#### Task requirements
Please recast the whole listing below as a JSON array of strings, one string per line, with blank lines left out.

#### Point labels for objects
"""

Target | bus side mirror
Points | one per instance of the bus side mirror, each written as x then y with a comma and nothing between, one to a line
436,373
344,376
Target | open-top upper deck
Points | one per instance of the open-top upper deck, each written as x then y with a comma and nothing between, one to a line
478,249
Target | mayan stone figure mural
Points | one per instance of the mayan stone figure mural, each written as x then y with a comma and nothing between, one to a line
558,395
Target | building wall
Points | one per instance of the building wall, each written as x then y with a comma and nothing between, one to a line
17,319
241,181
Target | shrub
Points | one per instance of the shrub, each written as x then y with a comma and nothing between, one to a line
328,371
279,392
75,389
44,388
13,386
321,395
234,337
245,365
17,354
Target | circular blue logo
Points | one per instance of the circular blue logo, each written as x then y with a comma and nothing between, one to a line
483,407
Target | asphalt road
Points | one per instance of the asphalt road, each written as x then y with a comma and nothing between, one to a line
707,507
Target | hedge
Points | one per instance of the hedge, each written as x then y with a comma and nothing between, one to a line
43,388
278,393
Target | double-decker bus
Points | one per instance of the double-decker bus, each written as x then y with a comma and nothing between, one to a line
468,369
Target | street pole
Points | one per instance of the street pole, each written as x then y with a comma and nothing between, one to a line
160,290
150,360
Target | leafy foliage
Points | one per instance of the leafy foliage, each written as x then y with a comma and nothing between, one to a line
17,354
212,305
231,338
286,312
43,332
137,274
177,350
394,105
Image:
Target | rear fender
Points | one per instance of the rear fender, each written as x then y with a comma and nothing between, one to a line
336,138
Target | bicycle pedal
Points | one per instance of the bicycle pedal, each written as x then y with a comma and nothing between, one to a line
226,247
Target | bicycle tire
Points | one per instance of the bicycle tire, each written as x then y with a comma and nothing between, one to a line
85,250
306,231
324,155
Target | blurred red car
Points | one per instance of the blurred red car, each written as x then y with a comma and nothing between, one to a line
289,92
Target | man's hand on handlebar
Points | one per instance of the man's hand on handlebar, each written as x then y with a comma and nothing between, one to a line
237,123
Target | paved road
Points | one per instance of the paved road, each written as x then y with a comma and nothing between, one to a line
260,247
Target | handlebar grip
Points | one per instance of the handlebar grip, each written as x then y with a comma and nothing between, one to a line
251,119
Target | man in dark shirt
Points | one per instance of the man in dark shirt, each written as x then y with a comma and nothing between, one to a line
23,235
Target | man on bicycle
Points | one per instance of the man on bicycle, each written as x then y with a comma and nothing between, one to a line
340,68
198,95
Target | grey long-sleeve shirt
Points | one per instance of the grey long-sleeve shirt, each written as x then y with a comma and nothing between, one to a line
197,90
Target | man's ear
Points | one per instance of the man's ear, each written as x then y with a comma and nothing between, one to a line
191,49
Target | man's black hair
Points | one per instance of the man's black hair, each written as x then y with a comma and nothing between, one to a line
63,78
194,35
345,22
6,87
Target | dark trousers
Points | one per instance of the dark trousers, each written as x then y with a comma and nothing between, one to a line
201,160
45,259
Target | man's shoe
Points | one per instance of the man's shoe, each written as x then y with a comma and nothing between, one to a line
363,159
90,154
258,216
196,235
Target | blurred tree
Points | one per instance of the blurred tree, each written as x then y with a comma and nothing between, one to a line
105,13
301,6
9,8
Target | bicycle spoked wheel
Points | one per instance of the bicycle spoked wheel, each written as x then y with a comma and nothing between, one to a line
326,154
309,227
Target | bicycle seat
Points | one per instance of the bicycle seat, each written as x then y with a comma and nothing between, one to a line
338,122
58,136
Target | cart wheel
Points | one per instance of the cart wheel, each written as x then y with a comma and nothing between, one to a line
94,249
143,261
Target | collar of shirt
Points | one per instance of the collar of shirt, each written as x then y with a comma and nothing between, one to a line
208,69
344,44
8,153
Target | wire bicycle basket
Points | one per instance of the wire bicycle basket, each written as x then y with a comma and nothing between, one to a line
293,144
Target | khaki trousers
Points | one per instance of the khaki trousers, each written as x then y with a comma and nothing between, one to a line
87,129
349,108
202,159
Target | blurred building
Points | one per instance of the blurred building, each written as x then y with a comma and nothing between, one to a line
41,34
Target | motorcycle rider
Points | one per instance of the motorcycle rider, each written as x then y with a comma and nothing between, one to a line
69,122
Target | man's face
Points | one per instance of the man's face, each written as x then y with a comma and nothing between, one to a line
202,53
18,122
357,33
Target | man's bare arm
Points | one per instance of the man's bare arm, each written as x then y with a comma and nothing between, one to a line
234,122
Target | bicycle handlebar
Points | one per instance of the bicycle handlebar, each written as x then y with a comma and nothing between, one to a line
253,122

"""

#### Written response
[
  "Target | bus side mirror",
  "Points | one per instance of the bus side mirror, each written as x then y with a comma and nothing between, one to a line",
  "436,373",
  "344,376",
  "Target | open-top upper deck",
  "Points | one per instance of the open-top upper deck, each written as x then y with a comma and nothing between, one to a line",
  "478,249",
  "Target | mayan stone figure mural",
  "Points | one per instance of the mayan stone figure mural, each written as x then y with a comma and nothing between, one to a line",
  "558,395",
  "Target | building wall",
  "Points | one per instance of the building wall, each written as x then y with a comma and nothing between, one to a line",
  "17,319",
  "241,181",
  "Target | shrub",
  "Points | one per instance of the shrub, each written as x then y with a comma and nothing between, one to a line",
  "328,371",
  "279,392",
  "75,389",
  "44,388",
  "13,386",
  "321,395",
  "234,337",
  "245,365",
  "17,354",
  "Target | circular blue logo",
  "Points | one per instance of the circular blue logo, each written as x then y with a comma and nothing between, one to a line",
  "483,407",
  "Target | asphalt road",
  "Points | one per instance of the asphalt road, each written as x then y with a comma and nothing between, one to a line",
  "707,507",
  "Target | hedge",
  "Points | one per instance of the hedge, each written as x then y with a comma and nothing between, one to a line",
  "43,388",
  "278,393",
  "Target | double-decker bus",
  "Points | one per instance of the double-decker bus, each written as x then y with a comma and nothing between, one to a line",
  "468,369",
  "Target | street pole",
  "Points | one per instance of the street pole, each written as x then y with a comma and nothing between, one to a line",
  "160,290",
  "150,360",
  "Target | leafy foliage",
  "Points | one per instance of the leafy foliage, each written as x then y with a comma and nothing between, one to a line",
  "17,354",
  "212,305",
  "231,338",
  "286,312",
  "43,332",
  "137,274",
  "177,350",
  "394,105",
  "Image:",
  "Target | rear fender",
  "Points | one per instance of the rear fender, each written as x then y with a comma and nothing between, one to a line",
  "336,138",
  "Target | bicycle pedal",
  "Points | one per instance of the bicycle pedal, each written as x then y with a comma and nothing between, one to a line",
  "226,247",
  "Target | bicycle tire",
  "Points | one per instance of the bicycle tire, each written as x then y with a comma and nothing between, one to a line",
  "85,250",
  "306,231",
  "324,155",
  "Target | blurred red car",
  "Points | one per instance of the blurred red car, each written as x then y with a comma and nothing between, one to a line",
  "289,92",
  "Target | man's hand on handlebar",
  "Points | one per instance of the man's hand on handlebar, each written as x then y with a comma and nothing between, one to a line",
  "237,123",
  "Target | paved road",
  "Points | one per instance of the paved road, each written as x then y with a comma and nothing between, one to a line",
  "260,247",
  "Target | handlebar grip",
  "Points | one per instance of the handlebar grip, each written as x then y with a comma and nothing between, one to a line",
  "251,119",
  "Target | man in dark shirt",
  "Points | one per instance of the man in dark shirt, each written as x then y with a comma and nothing between, one to a line",
  "23,235",
  "Target | man on bicycle",
  "Points | one per instance of the man on bicycle, each written as x then y with a comma and nothing between, one to a line",
  "340,68",
  "198,95",
  "Target | grey long-sleeve shirt",
  "Points | one per instance of the grey long-sleeve shirt, each written as x then y with a comma and nothing between, one to a line",
  "197,90",
  "Target | man's ear",
  "Points | one per instance of the man's ear, each written as x then y with a comma and nothing between, one to a line",
  "191,49",
  "Target | man's black hair",
  "Points | one per instance of the man's black hair, each written as x then y with a comma and nothing between, one to a line",
  "63,78",
  "194,35",
  "345,22",
  "6,87",
  "Target | dark trousers",
  "Points | one per instance of the dark trousers, each written as x then y with a comma and nothing between, one to a line",
  "201,160",
  "45,259",
  "Target | man's shoe",
  "Points | one per instance of the man's shoe, each written as x then y with a comma and nothing between, one to a line",
  "363,159",
  "90,154",
  "258,216",
  "196,235",
  "Target | blurred tree",
  "Points | one per instance of the blurred tree, each written as x then y with a comma and nothing between, one to a line",
  "105,13",
  "301,6",
  "9,8",
  "Target | bicycle spoked wheel",
  "Points | one per instance of the bicycle spoked wheel, each written as x then y with a comma and nothing between, one to a line",
  "326,154",
  "309,227",
  "Target | bicycle seat",
  "Points | one per instance of the bicycle seat, each written as x then y with a comma and nothing between, one to a line",
  "338,122",
  "58,136",
  "Target | cart wheel",
  "Points | one per instance of the cart wheel, each written as x then y with a comma and nothing between, one to a line",
  "94,249",
  "143,261",
  "Target | collar of shirt",
  "Points | one per instance of the collar of shirt, each written as x then y with a comma and nothing between, one to a line",
  "208,69",
  "344,44",
  "8,153",
  "Target | wire bicycle basket",
  "Points | one per instance of the wire bicycle basket, each written as x then y with a comma and nothing between, one to a line",
  "293,144",
  "Target | khaki trousers",
  "Points | one per instance of the khaki trousers, each written as x then y with a comma and nothing between, one to a line",
  "87,129",
  "349,108",
  "202,159",
  "Target | blurred building",
  "Points | one per instance of the blurred building, each written as x then y with a comma and nothing between, one to a line",
  "41,34",
  "Target | motorcycle rider",
  "Points | one per instance of the motorcycle rider, each written as x then y with a comma and nothing between, one to a line",
  "69,122",
  "Target | man's face",
  "Points | one per instance of the man's face, each written as x then y with a comma and nothing between, one to a line",
  "202,53",
  "18,122",
  "357,33",
  "Target | man's bare arm",
  "Points | one per instance of the man's bare arm, each written as x then y with a comma and nothing between, one to a line",
  "234,122",
  "Target | bicycle handlebar",
  "Points | one per instance of the bicycle handlebar, each written as x then y with a comma and nothing between, one to a line",
  "253,122"
]